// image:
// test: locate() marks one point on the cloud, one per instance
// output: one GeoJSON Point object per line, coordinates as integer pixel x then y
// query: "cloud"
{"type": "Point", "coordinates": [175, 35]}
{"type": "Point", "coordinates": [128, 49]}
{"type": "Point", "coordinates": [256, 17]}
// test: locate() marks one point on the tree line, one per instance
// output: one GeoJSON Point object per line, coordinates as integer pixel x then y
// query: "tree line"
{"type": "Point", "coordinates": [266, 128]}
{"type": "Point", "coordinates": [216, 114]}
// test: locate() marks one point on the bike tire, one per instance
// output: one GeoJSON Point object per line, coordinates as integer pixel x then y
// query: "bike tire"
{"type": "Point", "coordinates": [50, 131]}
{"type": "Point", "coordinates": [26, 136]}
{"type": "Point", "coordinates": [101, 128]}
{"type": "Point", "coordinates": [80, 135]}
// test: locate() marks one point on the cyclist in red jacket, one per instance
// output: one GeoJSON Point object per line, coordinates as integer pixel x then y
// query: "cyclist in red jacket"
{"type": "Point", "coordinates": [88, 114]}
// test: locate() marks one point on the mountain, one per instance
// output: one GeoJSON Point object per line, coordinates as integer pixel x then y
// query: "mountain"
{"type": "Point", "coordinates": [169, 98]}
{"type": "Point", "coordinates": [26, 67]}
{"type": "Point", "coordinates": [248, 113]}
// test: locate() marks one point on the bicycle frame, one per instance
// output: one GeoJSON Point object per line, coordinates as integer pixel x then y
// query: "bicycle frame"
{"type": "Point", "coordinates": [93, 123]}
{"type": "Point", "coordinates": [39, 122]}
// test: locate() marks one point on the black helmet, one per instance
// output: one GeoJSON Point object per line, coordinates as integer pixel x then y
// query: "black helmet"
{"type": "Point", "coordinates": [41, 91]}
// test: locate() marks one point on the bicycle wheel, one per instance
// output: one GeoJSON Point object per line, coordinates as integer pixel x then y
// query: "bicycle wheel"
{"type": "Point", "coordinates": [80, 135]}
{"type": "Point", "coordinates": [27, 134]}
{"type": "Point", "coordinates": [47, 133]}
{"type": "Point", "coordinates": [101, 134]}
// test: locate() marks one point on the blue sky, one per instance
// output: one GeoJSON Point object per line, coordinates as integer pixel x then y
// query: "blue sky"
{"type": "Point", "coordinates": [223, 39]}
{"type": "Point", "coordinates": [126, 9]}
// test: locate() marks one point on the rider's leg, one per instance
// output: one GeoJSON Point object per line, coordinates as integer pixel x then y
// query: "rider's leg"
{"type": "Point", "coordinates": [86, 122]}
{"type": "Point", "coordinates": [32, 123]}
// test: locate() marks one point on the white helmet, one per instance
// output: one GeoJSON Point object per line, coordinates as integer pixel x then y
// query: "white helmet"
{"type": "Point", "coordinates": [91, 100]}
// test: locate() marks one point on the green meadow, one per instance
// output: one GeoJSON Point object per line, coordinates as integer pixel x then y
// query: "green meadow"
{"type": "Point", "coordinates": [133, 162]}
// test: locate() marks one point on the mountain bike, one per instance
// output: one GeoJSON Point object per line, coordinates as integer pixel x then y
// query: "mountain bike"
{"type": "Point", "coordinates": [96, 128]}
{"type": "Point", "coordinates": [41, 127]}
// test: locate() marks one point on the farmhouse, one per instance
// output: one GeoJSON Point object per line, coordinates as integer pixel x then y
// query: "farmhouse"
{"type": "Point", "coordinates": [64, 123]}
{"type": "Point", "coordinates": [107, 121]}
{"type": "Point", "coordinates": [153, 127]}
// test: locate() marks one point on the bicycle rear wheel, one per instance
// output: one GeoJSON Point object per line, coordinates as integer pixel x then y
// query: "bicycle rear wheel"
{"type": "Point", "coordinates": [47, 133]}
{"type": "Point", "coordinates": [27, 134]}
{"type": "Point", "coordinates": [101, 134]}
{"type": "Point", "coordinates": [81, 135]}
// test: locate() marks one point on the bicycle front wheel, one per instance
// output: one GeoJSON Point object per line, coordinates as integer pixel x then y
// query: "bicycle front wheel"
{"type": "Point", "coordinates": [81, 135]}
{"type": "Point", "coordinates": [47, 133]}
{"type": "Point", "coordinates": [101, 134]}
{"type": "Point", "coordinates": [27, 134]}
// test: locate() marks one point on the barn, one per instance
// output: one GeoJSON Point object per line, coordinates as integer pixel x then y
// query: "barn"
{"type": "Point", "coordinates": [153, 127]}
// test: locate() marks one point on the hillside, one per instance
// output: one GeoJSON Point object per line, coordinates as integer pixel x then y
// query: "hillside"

^^^^^^^^

Please find, in the entries above, every line where "hillside" occurs, and copy it.

// test: locate() marks one point on the hillside, one per instance
// query: "hillside"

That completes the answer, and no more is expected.